### DATA PROVIDED

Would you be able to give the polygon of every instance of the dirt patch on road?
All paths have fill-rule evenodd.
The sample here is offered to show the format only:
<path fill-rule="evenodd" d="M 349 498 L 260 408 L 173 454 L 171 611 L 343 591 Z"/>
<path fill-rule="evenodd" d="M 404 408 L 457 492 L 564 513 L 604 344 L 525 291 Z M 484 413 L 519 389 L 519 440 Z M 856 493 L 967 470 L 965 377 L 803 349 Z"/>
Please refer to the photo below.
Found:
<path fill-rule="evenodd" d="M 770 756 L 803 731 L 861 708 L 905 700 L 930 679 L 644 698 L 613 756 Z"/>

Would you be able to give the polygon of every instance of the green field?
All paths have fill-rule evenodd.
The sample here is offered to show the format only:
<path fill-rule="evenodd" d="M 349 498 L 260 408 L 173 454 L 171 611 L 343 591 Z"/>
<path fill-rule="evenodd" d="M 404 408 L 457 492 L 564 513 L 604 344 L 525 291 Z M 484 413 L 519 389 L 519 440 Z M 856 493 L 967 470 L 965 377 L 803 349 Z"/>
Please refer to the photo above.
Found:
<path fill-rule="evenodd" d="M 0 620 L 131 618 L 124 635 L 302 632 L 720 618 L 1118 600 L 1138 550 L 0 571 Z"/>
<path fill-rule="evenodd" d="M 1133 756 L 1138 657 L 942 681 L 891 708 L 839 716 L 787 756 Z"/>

### WHAT NEEDS TO BE DONE
Render the lines above as a JSON list of strings, one string per line, and leave out blank lines.

### FINAL RESULT
[
  "Would you be able to give the polygon of every instance of the dirt patch on road?",
  "All paths have fill-rule evenodd.",
  "The sample here is offered to show the format only:",
  "<path fill-rule=\"evenodd\" d=\"M 349 498 L 260 408 L 173 454 L 171 611 L 343 591 Z\"/>",
  "<path fill-rule=\"evenodd\" d=\"M 404 408 L 457 492 L 564 513 L 604 344 L 525 291 Z M 484 413 L 519 389 L 519 440 Z M 856 493 L 967 470 L 965 377 L 803 349 Z\"/>",
  "Please refer to the photo below.",
  "Found:",
  "<path fill-rule=\"evenodd\" d=\"M 770 756 L 803 731 L 861 708 L 905 700 L 930 679 L 644 698 L 613 756 Z\"/>",
  "Would you be able to give the polygon of every instance of the green field?",
  "All paths have fill-rule evenodd.",
  "The sample here is offered to show the format only:",
  "<path fill-rule=\"evenodd\" d=\"M 349 498 L 260 408 L 173 454 L 171 611 L 343 591 Z\"/>",
  "<path fill-rule=\"evenodd\" d=\"M 404 408 L 457 492 L 564 513 L 604 344 L 525 291 Z M 484 413 L 519 389 L 519 440 Z M 856 493 L 967 470 L 965 377 L 803 349 Z\"/>",
  "Please refer to the photo above.",
  "Found:",
  "<path fill-rule=\"evenodd\" d=\"M 0 620 L 131 618 L 124 635 L 302 632 L 720 618 L 1118 600 L 1138 550 L 0 571 Z\"/>",
  "<path fill-rule=\"evenodd\" d=\"M 1133 756 L 1138 657 L 942 681 L 891 708 L 839 716 L 787 756 Z\"/>"
]